■ **EXTRACT PROVIDED**:
################
802.11ac: 10Gig Uplinks Are Overkill
There's talk that 802.11ac requires 10Gig uplinks to support maximum throughput. But you may not even need 2Gig uplinks. Here's why.
June 17, 2013
In my most recent blog on 11ac, I outlined the work required to upgrade WLAN infrastructures to get the full benefit of the pending wireless standard. While that work is significant, it may not require a 10-Gbps backhaul on the wired side as some observers have suggested.
The 802.11ac standard will be phased in in two waves. Wave 1 promises throughput of about 1.3G bps and uses 80-Mhz channels. Several vendors are shipping Wave 1 products. Wave 2, scheduled for 2014, promises maximum throughput of 3.5 Gbps.
The two-phase rollout means IT has several choices: Upgrade to 11ac Wave 1 now to get improved performance over 11n, wait until next year to go all in on Wave 2, or expend capital on two rounds of upgrades. If your environment has new switches and is easy to cable, two rounds of upgrades to adopt 11ac now and then get to its top end in the next couple of years may not be a big deal. Bigger environments (my own WLAN is pushing 4,000 access points) with cabling challenges and a mix of switch technologies have more to ponder.
Back to the numbers. As mentioned in my last piece, emerging industry guidance recommends two data cables per 11ac access point. Access points are already shipping with two Ethernet ports (like Aruba's new 220 series and Motorola's 8200s), though there are variations. Some early APs, like the 220, use an Etherchannel for bandwidth, while others use the second port for power or module-based feature capability. Nothing is simple with 11ac.
Another issue of contention is whether you need a 10-Gig uplink to support the max throughput of 802.11ac. 10 Gig sounds like a good idea for a standard that promises dual-band connectivity and data rates of 3.5 Gbps in the 5-GHz band, and in some cases simultaneous 600 Mbps in the 2.4-GHz band.
But maybe not. Wireless is a shared-medium, half-duplex technology with lots of overhead. As a rule of thumb, you can take any stated wireless data rate and cut it roughly in half to get a sense of what real throughput--the part that makes it to the wired uplink--will be.
################
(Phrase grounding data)
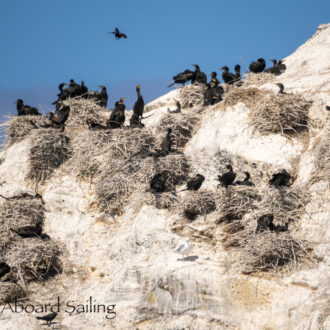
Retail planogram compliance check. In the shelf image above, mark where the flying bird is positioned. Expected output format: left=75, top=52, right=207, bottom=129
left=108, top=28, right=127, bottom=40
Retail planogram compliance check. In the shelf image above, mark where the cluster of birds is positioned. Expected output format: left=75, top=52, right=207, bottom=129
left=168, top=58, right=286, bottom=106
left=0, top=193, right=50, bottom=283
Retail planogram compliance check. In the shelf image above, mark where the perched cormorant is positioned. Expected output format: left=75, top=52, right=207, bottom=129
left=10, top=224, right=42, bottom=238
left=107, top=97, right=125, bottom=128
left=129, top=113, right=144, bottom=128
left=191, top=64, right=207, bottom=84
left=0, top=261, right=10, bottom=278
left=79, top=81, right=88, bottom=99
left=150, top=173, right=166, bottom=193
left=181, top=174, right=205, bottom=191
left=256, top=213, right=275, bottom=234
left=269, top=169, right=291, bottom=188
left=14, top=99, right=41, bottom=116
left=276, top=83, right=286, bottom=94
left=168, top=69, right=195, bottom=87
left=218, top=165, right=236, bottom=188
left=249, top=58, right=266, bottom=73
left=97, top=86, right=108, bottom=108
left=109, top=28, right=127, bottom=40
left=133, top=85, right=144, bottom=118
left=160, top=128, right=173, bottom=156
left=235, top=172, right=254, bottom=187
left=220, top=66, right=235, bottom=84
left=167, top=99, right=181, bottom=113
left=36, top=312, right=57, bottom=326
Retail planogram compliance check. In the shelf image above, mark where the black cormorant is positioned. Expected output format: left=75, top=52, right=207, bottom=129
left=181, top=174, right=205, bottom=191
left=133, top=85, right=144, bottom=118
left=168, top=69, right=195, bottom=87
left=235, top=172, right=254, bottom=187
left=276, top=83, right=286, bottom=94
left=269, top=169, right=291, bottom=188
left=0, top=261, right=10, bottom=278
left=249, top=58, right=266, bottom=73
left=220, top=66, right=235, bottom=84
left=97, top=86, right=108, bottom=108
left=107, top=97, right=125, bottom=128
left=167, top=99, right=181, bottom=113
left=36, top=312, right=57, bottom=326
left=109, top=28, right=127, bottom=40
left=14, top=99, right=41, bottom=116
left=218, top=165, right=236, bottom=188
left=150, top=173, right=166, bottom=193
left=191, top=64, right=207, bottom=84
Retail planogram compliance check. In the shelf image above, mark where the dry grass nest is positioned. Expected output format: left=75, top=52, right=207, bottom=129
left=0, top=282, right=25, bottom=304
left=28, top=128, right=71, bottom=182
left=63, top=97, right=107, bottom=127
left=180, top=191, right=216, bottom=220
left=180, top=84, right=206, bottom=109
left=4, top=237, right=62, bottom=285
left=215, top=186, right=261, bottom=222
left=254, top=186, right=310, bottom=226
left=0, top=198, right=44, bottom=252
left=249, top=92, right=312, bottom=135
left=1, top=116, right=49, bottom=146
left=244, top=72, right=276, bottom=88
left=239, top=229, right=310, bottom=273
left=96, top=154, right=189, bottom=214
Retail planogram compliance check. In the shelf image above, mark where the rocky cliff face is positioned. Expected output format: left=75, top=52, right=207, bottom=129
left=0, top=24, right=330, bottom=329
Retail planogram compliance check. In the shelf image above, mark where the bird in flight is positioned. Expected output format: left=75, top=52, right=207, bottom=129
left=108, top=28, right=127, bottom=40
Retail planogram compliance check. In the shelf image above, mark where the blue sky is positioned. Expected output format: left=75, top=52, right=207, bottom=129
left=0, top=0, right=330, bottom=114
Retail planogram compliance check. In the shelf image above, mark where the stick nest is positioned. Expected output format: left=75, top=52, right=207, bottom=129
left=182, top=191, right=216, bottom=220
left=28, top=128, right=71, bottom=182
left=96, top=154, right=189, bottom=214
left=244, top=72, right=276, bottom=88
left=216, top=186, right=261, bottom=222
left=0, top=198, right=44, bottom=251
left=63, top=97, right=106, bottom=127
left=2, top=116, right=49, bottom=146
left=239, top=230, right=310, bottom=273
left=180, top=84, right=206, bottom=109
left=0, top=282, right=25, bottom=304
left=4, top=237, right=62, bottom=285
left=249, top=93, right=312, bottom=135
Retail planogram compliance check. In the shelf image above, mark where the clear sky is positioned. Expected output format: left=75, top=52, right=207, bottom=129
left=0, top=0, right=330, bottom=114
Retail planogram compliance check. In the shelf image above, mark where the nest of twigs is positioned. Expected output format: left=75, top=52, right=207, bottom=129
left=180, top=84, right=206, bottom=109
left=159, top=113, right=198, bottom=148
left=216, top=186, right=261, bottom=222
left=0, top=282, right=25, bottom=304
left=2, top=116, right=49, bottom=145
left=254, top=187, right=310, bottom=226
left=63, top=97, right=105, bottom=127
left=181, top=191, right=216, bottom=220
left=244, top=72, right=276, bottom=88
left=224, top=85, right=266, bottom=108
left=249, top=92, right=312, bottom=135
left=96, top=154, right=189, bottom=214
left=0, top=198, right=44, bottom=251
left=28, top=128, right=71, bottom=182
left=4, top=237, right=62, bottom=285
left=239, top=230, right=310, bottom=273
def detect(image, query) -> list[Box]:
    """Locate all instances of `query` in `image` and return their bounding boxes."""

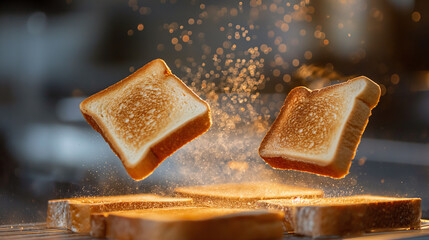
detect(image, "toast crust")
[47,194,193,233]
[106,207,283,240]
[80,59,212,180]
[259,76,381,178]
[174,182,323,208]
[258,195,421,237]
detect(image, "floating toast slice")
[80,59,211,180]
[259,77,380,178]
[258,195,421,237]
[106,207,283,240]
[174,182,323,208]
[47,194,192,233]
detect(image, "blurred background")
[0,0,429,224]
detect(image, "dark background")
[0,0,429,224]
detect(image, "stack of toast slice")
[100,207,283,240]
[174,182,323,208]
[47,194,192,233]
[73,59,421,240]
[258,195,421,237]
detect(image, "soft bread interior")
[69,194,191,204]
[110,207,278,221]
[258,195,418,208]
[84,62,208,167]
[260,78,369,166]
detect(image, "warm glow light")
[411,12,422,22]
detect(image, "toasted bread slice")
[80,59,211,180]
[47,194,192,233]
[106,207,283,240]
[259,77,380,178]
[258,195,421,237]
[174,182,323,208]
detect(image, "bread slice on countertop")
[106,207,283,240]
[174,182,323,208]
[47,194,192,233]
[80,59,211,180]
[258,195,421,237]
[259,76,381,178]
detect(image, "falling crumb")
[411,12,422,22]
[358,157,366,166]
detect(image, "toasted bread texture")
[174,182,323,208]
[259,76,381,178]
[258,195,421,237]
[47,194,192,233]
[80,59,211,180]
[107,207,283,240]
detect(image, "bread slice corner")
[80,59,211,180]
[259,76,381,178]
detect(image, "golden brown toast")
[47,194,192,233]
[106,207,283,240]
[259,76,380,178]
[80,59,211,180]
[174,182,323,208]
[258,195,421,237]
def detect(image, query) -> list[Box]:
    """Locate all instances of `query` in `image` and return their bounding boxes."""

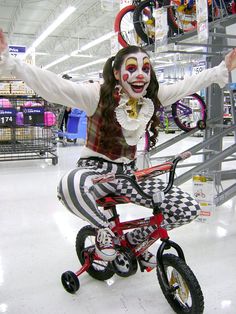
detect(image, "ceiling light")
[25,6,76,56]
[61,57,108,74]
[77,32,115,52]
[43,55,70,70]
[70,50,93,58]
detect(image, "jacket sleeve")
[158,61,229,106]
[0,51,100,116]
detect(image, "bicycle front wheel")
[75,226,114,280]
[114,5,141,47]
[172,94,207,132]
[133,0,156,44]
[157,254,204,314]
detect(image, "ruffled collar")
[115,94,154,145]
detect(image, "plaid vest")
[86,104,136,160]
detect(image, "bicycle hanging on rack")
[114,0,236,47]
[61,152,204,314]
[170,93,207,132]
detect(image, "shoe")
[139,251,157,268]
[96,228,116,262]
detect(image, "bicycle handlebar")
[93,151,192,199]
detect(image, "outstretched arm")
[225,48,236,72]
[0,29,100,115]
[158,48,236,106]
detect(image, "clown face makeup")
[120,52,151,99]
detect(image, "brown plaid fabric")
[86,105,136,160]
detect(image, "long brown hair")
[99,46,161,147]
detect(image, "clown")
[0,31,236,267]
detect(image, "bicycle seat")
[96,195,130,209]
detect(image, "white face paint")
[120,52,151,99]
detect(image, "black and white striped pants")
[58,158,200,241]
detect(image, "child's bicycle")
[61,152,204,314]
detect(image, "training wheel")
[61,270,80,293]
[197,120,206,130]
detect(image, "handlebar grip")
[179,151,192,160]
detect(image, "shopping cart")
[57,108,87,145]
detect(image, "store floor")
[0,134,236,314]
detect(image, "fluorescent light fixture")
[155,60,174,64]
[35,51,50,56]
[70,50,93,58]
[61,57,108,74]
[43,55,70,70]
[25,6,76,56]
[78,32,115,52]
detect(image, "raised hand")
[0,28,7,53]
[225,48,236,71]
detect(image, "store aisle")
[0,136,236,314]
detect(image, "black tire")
################
■ **YOUR TASKS**:
**A)** In the article on 802.11ac, what maximum throughput does Wave 2 promise?
**B)** List the choices that the article on 802.11ac says IT has because of the two-phase rollout.

■ **SOLUTIONS**:
**A)** 3.5 Gbps

**B)**
- Upgrade to 11ac Wave 1 now to get improved performance over 11n
- Wait until next year to go all in on Wave 2
- Expend capital on two rounds of upgrades